Start

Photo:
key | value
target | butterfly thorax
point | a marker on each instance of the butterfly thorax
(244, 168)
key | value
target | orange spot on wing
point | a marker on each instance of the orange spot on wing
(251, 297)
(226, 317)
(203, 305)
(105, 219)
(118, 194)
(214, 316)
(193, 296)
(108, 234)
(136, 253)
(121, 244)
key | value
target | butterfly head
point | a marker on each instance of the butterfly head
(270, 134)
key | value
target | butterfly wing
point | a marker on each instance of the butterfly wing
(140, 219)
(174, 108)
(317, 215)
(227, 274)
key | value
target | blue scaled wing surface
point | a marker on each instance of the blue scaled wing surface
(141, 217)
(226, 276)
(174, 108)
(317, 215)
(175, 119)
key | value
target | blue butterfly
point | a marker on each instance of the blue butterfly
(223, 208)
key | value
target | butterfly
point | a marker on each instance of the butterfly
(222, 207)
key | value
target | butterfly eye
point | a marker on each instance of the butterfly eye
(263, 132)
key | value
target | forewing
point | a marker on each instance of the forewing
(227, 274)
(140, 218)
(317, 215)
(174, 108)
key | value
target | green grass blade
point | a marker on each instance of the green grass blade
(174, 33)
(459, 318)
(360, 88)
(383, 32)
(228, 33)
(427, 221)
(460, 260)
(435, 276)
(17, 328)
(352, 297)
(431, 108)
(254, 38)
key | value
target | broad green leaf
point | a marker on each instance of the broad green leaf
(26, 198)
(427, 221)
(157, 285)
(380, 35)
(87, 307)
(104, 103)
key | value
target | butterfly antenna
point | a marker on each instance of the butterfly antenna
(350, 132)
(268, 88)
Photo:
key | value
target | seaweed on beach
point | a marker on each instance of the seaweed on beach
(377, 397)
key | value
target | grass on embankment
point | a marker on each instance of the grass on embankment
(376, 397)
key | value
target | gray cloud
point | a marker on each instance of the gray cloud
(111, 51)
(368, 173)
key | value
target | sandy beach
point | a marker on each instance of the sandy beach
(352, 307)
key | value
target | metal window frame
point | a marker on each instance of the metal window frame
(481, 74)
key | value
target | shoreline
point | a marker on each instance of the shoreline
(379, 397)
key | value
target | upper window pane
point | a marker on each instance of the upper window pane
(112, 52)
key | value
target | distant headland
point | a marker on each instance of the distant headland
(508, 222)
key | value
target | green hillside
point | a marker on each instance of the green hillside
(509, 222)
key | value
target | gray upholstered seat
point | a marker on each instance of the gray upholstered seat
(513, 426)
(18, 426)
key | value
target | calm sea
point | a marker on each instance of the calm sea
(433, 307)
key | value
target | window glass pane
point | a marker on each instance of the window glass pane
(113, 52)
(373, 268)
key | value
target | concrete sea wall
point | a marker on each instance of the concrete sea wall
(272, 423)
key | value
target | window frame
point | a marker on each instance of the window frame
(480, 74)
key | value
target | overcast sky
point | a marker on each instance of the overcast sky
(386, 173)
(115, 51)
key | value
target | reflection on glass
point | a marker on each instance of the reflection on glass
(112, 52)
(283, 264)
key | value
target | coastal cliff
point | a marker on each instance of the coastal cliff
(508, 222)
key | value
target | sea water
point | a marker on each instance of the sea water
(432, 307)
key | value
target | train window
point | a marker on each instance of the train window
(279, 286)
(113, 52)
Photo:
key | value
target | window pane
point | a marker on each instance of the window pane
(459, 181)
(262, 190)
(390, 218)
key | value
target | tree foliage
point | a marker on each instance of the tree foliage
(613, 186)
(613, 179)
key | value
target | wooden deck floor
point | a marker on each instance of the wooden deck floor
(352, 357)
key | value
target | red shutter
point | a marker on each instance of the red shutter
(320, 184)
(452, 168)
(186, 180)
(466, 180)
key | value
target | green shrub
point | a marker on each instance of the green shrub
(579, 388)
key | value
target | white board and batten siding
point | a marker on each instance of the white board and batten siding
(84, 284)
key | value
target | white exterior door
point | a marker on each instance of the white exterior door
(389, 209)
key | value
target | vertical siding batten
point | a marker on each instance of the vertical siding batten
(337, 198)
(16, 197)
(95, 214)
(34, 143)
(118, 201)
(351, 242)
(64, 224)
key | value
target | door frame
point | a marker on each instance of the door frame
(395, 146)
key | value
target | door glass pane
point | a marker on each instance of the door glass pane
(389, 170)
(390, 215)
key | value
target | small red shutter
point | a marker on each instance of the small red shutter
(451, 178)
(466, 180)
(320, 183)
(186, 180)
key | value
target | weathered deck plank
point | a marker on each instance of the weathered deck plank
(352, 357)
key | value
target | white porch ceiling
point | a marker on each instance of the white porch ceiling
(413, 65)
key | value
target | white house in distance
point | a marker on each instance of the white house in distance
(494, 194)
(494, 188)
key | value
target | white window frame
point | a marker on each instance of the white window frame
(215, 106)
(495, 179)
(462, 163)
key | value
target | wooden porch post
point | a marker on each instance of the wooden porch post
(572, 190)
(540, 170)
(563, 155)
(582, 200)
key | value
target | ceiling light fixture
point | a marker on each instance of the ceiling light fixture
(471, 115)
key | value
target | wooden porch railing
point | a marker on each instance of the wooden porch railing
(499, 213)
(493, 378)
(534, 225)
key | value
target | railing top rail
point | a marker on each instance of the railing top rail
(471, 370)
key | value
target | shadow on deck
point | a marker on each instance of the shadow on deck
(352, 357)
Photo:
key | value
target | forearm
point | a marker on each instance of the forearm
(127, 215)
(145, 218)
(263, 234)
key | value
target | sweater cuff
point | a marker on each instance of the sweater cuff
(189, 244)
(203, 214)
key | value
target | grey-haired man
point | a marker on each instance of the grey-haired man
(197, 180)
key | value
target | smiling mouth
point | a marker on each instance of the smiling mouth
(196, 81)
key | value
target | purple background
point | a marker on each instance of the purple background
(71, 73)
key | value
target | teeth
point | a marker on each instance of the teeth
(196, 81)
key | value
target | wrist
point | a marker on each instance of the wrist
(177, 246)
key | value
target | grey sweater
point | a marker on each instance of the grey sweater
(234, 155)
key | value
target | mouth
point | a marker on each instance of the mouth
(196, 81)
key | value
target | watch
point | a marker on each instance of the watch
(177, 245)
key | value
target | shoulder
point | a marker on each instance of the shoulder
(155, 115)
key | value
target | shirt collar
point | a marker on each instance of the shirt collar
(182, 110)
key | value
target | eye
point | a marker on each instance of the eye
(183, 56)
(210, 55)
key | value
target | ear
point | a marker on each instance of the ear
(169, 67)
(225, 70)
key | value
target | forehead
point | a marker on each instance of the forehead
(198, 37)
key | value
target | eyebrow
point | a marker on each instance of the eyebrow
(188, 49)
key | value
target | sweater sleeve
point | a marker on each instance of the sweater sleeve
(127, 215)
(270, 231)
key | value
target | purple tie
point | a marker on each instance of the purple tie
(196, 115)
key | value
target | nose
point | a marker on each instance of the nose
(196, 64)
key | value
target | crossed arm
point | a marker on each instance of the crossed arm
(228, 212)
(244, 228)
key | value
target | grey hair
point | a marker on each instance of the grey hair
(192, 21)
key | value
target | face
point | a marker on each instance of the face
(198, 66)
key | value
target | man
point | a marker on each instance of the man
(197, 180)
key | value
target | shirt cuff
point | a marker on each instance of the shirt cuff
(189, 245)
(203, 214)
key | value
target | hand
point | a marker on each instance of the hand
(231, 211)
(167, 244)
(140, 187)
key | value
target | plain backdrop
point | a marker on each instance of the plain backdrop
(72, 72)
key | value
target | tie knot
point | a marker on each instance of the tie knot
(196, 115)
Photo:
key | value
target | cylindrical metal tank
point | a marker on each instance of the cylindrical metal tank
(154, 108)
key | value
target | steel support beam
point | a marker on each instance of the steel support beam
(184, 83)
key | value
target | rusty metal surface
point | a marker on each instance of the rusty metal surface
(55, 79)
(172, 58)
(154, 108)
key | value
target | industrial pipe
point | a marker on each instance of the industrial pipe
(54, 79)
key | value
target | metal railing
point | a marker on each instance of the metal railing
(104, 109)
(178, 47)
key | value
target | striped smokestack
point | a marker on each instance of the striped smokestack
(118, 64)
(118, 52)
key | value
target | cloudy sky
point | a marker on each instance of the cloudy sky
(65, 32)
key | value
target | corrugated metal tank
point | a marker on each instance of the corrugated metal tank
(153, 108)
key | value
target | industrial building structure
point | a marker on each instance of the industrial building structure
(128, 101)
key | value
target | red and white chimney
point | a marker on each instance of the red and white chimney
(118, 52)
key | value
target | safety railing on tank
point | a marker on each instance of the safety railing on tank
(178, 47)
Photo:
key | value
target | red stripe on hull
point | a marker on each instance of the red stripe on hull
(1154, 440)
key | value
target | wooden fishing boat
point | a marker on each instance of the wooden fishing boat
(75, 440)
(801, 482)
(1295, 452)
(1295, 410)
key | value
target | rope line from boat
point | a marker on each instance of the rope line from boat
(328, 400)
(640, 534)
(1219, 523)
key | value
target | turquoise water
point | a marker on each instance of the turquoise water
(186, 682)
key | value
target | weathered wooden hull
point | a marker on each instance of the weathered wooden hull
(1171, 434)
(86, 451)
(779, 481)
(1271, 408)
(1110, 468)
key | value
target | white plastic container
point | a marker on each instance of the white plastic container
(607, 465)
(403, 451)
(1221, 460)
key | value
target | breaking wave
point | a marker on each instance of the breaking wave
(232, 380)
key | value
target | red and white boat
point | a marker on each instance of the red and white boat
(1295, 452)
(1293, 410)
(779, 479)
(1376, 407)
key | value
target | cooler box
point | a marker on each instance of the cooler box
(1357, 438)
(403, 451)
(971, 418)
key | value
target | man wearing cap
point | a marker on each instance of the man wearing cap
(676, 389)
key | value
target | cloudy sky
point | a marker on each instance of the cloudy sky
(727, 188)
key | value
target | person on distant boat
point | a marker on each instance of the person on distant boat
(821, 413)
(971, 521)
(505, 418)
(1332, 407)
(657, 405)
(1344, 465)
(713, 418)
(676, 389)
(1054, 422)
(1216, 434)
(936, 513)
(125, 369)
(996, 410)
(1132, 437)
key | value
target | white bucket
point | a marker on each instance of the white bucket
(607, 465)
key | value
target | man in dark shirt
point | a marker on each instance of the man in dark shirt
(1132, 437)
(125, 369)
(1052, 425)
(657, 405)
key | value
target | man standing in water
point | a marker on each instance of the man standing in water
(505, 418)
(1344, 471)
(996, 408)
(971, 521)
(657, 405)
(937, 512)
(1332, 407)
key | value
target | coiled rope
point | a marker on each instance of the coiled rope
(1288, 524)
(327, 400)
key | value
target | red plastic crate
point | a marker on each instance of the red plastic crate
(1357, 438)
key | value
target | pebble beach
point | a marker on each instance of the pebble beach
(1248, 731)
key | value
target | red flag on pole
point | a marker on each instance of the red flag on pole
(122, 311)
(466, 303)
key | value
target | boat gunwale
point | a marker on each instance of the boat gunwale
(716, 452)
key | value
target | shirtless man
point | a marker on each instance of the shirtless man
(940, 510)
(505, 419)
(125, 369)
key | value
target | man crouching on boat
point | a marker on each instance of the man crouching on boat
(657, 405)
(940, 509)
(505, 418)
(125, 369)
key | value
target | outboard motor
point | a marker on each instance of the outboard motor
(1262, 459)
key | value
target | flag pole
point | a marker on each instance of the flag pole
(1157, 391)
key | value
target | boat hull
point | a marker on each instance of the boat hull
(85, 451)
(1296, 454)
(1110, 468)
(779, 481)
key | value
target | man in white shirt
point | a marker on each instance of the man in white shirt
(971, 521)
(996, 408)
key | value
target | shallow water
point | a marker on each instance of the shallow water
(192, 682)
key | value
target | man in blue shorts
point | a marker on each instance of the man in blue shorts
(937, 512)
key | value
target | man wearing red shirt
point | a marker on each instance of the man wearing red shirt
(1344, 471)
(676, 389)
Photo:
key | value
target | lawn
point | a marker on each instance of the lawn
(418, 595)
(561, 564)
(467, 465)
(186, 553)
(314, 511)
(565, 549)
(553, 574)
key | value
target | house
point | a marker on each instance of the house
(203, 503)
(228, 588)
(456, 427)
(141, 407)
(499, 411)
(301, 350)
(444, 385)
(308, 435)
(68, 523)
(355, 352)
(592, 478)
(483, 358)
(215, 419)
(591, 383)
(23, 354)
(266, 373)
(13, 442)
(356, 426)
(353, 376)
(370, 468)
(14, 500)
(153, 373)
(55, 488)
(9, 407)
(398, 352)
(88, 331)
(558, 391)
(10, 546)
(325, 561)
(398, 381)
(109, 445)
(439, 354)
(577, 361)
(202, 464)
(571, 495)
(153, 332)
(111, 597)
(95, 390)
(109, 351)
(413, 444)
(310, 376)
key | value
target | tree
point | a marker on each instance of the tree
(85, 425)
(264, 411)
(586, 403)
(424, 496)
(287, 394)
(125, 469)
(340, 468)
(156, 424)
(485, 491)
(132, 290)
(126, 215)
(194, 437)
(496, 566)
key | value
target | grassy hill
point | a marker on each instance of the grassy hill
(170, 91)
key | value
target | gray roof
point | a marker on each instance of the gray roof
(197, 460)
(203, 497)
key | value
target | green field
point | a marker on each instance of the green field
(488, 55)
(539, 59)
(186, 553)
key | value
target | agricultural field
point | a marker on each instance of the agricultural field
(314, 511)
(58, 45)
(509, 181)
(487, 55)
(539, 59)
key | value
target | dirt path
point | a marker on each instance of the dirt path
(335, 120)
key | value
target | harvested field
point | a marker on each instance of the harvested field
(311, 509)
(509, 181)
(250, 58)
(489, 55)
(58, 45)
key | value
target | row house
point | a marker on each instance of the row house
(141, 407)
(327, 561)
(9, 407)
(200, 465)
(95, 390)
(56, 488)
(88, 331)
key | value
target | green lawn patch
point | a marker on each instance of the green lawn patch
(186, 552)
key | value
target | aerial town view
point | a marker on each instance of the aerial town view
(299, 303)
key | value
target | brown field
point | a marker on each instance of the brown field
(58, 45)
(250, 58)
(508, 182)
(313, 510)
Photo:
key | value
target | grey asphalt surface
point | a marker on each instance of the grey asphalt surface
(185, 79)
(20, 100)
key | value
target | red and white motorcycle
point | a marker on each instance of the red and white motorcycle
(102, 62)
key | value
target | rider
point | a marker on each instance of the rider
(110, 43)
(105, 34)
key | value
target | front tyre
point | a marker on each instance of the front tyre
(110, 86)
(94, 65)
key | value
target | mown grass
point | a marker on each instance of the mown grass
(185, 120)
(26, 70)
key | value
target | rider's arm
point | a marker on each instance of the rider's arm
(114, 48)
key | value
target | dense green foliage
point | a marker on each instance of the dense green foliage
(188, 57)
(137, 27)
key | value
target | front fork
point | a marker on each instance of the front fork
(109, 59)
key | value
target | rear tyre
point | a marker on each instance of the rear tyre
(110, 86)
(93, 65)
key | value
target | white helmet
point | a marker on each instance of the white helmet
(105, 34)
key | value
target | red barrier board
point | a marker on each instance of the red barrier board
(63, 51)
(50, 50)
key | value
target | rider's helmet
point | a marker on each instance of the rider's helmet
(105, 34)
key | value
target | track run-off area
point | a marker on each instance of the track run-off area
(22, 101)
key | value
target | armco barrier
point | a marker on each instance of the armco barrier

End

- Exercise goal: Please give only the number of lines in the records that contain the string "glass". Case counts.

- Worked answer: 6